*Selected passage*
# CS 171 Final Project — Data Pre-processing Notebook

Builds a clean dataset that connects:

- Player-level performance statistics (games, goals, assists, minutes, cards, win rate) from `appearances.csv` and `club_games.csv`.
- Player event statistics (goals, cards, substitutions, shootout events) from `game_events.csv`.
- Latest player market value from `player_valuations.csv`.
- Player attributes (position, height, footedness, age) from `players.csv`.

We:

1. Load raw CSV files from the `archive` folder (from the Transfermarkt Kaggle dataset).
2. Aggregate per-player career stats and per-90-minute event rates.
3. Merge with player attributes and latest market value.
4. Build a numerical feature matrix `X` and target vector `y` (log market value).
5. Split into train / validation / test sets.
6. Standardize features using the training split.
7. Save arrays to `processed_player_value_dataset.npz` for the model notebook.


In [1]:
import os

import numpy as np
import pandas as pd

from sklearn.model_selection import train_test_split

# for reproducibility
np.random.seed(42)


In [2]:
# Path to the unzipped Kaggle archive folder
data_dir = "archive"

players = pd.read_csv(os.path.join(data_dir, "players.csv"))
appearances = pd.read_csv(os.path.join(data_dir, "appearances.csv"))
player_vals = pd.read_csv(os.path.join(data_dir, "player_valuations.csv"))
games = pd.read_csv(os.path.join(data_dir, "games.csv"))
club_games = pd.read_csv(os.path.join(data_dir, "club_games.csv"))
game_events = pd.read_csv(os.path.join(data_dir, "game_events.csv"))

print("players:", players.shape)
print("appearances:", appearances.shape)
print("player_valuations:", player_vals.shape)
print("games:", games.shape)
print("club_games:", club_games.shape)
print("game_events:", game_events.shape)


players: (32601, 23)
appearances: (1706806, 13)
player_valuations: (496606, 5)
games: (74026, 23)
club_games: (148052, 11)
game_events: (1035043, 10)


In [3]:
print("players columns:", list(players.columns))
print("appearances columns:", list(appearances.columns))
print("player_valuations columns:", list(player_vals.columns))
print("games columns:", list(games.columns))
print("club_games columns:", list(club_games.columns))
print("game_events columns:", list(game_events.columns))

*Raw data*
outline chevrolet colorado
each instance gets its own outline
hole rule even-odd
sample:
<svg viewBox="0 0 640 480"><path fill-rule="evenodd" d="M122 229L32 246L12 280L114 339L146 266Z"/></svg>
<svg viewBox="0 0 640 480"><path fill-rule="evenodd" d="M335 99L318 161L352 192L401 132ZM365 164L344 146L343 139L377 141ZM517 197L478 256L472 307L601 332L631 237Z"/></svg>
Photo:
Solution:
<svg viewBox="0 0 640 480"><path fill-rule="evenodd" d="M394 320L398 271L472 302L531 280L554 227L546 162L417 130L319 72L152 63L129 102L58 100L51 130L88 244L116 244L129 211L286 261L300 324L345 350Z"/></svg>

*Brief A*
Answer these about the pre-processing notebook, one answer per line:
(i) What value is passed to the random seed call?
(ii) What shape is printed for appearances?
(iii) What does the target vector `y` hold?
*Brief B*
Name every CSV file that the pre-processing notebook reads from the `archive` folder in its second code block.
*Brief C*
Echo the pre-processing notebook between "Builds a clean" and "per-90-minute event rates.", inclusive.

*Complete output A*
(i) 42
(ii) (1706806, 13)
(iii) Log market value

*Complete output B*
players.csv, appearances.csv, player_valuations.csv, games.csv, club_games.csv, game_events.csv

*Complete output C*
Builds a clean dataset that connects:

- Player-level performance statistics (games, goals, assists, minutes, cards, win rate) from `appearances.csv` and `club_games.csv`.
- Player event statistics (goals, cards, substitutions, shootout events) from `game_events.csv`.
- Latest player market value from `player_valuations.csv`.
- Player attributes (position, height, footedness, age) from `players.csv`.

We:

1. Load raw CSV files from the `archive` folder (from the Transfermarkt Kaggle dataset).
2. Aggregate per-player career stats and per-90-minute event rates.